Вскоре мы оказались перед современным зданием с вывеской Shangri-La на крыше. Портье в красном выдернул мои вещи из багажника, а милая девушка с папкой, попытавшись по слогам произнести мою фамилию, предложила пройти к reception. Видимо, ни одного некитайца этим вечером в Shangri-La не ждали, потому девушка и решила, что я — это я.
Вскоре меня отвели в номер на 18 этаже. Раздернув шторы, я обнаружил за окном все тот же мигающий огнями караоке-клубов город, в ночном небе которого распускались огни фейерверков. В Китае ведь фейерверки запускают постоянно, и позднее время тому не помеха.
На следующее утро, плотно позавтракав лапшой и местными жареными пельменями, я пошел искать себе проводника. Тут ведь, в Китае, без толмача весьма трудно. Английский не понимают даже в пекинских дорогих магазинах, а уж в провинции и подавно.
Консьерж (которого, понятно, я тоже не вполне мог понять — как и он меня, впрочем) обещал кого-нибудь найти, а я, чтобы не терять времени, попросил его написать на бумажке иероглифами название самого известного и старого местного буддистского храма и, вручив бумажку таксисту, поехал в Дачжао (название это переводится как «Бесконечный Храм»).
Дачжао на два года старше города, он был построен в 1580 году, в эпоху Мин, а уже в 1586 году третий Далай-лама посетил храм и освятил трехметровую серебряную статую Будды. С редким Буддой ничего не случилось даже во времена культурной революции. Пощадили.
Другой редкий Будда — на сей раз нефритовый, инкрустированный 41 000 бирманских рубинов и 7000 алмазов, был подарен храму не так давно.
В общем, в Дачжао было на что посмотреть, тем более что храм и вправду бесконечный. По китайской традиции вслед за каждым двором открывался еще один двор, перед главным павильоном дорожки расходились вправо и влево, где, в свою очередь, тоже громоздились дворы и павильоны.
У храма, кстати, обнаружилась улочка с антикварной торговлей, среди лавок которой я нашел что-то типа ресторана, где подавали полюбившиеся мне шау-май, жареные пельмени с бараниной. Потом уже гид мне объяснил, что я умудрился найти чуть ли не самое старое заведение города, а пока я наслаждался вредной едой, которую полагается есть с уксусом и пастой чили. Обед обошелся мне примерно в 40 рублей. Думаю, что как с иностранца с меня содрали лишнего.

○ ○ ○ ○ ○

- ЗАДАНИЕ -
Перепишите из путевых заметок о Китае отрывок, который начинается со слов «На следующее утро, плотно» и заканчивается словами «культурной революции. Пощадили.». В нем замените «Консьерж» на «Администратор».

- ФРАГМЕНТ НАБОРА ДАННЫХ -

○ ○ ○ ○ ○

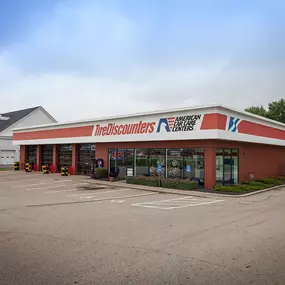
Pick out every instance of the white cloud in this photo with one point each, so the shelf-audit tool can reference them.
(86, 62)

○ ○ ○ ○ ○

- ОТВЕТ К ЗАДАНИЮ -
На следующее утро, плотно позавтракав лапшой и местными жареными пельменями, я пошел искать себе проводника. Тут ведь, в Китае, без толмача весьма трудно. Английский не понимают даже в пекинских дорогих магазинах, а уж в провинции и подавно.
Администратор (которого, понятно, я тоже не вполне мог понять — как и он меня, впрочем) обещал кого-нибудь найти, а я, чтобы не терять времени, попросил его написать на бумажке иероглифами название самого известного и старого местного буддистского храма и, вручив бумажку таксисту, поехал в Дачжао (название это переводится как «Бесконечный Храм»).
Дачжао на два года старше города, он был построен в 1580 году, в эпоху Мин, а уже в 1586 году третий Далай-лама посетил храм и освятил трехметровую серебряную статую Будды. С редким Буддой ничего не случилось даже во времена культурной революции. Пощадили.